─── Records supplied

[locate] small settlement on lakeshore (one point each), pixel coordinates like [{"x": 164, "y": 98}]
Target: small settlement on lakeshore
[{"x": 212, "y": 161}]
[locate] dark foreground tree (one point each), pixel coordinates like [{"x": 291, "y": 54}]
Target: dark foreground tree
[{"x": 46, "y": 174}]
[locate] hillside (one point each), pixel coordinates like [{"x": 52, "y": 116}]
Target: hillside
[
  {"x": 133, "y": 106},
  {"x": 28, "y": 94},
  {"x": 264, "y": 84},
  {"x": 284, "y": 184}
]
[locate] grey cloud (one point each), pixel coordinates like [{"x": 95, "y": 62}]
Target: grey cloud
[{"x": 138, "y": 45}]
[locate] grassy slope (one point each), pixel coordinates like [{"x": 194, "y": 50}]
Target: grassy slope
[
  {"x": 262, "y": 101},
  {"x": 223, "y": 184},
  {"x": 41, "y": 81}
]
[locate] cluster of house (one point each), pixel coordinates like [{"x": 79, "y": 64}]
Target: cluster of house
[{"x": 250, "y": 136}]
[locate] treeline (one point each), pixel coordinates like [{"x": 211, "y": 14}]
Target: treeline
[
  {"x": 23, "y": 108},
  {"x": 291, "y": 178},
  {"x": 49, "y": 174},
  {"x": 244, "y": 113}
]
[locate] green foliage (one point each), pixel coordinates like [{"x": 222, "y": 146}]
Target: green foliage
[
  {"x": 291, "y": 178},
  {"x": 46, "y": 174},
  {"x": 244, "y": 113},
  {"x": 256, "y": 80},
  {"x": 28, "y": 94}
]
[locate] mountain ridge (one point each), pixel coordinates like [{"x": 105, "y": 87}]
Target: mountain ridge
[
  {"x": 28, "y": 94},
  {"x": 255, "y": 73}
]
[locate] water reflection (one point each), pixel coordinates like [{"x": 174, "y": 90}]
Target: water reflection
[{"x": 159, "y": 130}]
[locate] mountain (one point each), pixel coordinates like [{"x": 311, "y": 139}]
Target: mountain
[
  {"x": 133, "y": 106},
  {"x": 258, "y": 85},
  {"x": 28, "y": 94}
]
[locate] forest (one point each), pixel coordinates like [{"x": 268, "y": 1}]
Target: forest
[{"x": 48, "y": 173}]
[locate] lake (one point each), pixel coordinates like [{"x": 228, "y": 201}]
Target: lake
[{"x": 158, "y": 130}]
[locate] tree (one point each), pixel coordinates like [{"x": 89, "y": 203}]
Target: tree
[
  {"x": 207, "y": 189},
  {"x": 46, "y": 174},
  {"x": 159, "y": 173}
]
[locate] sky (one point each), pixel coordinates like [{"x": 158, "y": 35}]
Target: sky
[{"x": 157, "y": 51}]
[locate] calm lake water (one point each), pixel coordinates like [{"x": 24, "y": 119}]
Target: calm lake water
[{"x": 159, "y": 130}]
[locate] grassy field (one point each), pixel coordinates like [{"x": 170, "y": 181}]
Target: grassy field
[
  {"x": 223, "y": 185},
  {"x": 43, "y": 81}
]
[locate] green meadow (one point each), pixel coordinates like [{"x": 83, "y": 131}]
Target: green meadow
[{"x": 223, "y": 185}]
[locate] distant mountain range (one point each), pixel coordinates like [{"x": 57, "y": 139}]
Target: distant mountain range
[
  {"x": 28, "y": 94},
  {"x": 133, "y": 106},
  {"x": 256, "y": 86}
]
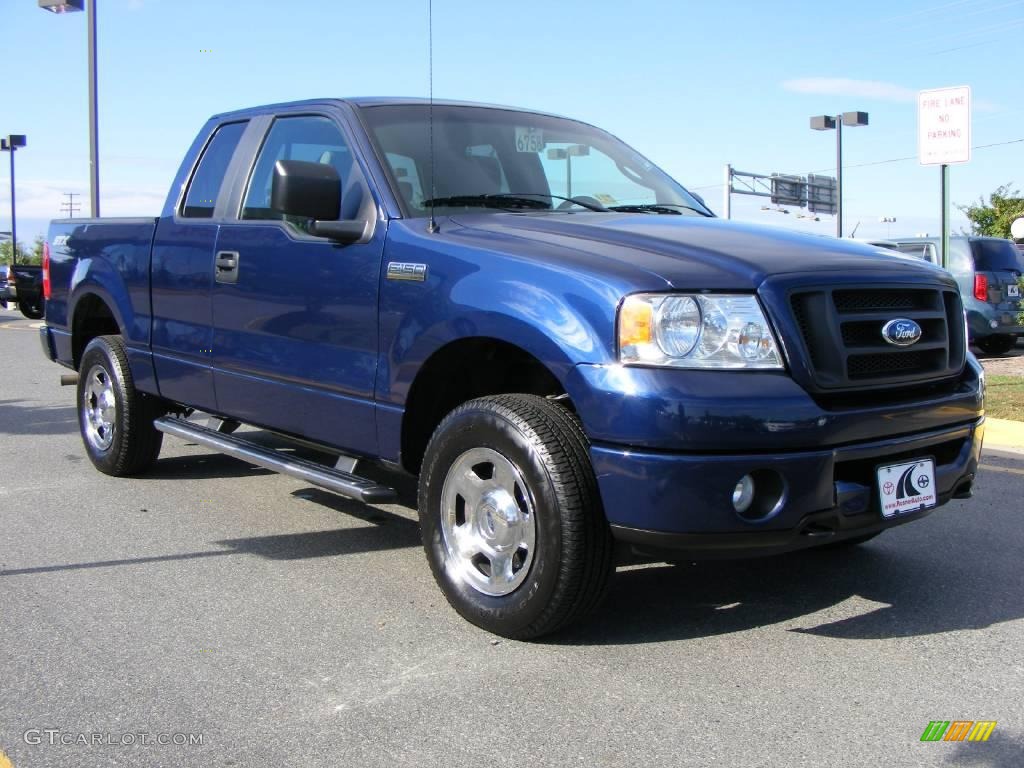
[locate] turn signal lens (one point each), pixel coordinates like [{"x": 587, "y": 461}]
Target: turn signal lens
[
  {"x": 981, "y": 288},
  {"x": 635, "y": 323}
]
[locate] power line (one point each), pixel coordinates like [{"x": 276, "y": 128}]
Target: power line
[
  {"x": 70, "y": 206},
  {"x": 877, "y": 162}
]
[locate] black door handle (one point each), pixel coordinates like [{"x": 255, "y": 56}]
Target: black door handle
[{"x": 227, "y": 266}]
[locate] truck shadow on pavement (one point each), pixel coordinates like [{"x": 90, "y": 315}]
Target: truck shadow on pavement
[
  {"x": 939, "y": 574},
  {"x": 387, "y": 531},
  {"x": 20, "y": 417}
]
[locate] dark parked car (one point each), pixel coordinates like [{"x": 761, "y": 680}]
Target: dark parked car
[
  {"x": 987, "y": 270},
  {"x": 7, "y": 291},
  {"x": 23, "y": 284}
]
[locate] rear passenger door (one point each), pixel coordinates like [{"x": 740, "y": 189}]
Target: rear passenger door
[
  {"x": 182, "y": 273},
  {"x": 295, "y": 321}
]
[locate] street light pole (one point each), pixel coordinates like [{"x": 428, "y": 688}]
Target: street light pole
[
  {"x": 69, "y": 6},
  {"x": 10, "y": 143},
  {"x": 827, "y": 123},
  {"x": 839, "y": 176},
  {"x": 93, "y": 116}
]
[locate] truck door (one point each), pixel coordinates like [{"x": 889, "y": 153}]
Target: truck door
[
  {"x": 295, "y": 315},
  {"x": 182, "y": 276}
]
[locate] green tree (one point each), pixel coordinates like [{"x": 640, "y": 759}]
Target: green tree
[
  {"x": 34, "y": 256},
  {"x": 994, "y": 217}
]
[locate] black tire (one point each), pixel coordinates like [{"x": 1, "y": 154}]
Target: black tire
[
  {"x": 996, "y": 343},
  {"x": 32, "y": 311},
  {"x": 115, "y": 419},
  {"x": 851, "y": 543},
  {"x": 566, "y": 573}
]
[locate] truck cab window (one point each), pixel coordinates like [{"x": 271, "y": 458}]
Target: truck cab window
[
  {"x": 205, "y": 184},
  {"x": 314, "y": 139}
]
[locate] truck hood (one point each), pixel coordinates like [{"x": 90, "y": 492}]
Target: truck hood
[{"x": 691, "y": 253}]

──────

- _Exercise objective_
Quote the listing above, starting at the line that contains "[locate] black tire" and stopping after its last line.

- _Output of the task_
[locate] black tire (one point each), pixel coordinates like [{"x": 1, "y": 154}]
Target: black tire
[
  {"x": 996, "y": 343},
  {"x": 32, "y": 311},
  {"x": 115, "y": 419},
  {"x": 851, "y": 543},
  {"x": 566, "y": 573}
]
[locate] truck cab window (one point each), pixel coordinates like [{"x": 271, "y": 458}]
Target: truck cab window
[
  {"x": 205, "y": 184},
  {"x": 314, "y": 139}
]
[locate] truck hood (one point each), pixel coordinates like [{"x": 90, "y": 492}]
Target: truck hood
[{"x": 691, "y": 253}]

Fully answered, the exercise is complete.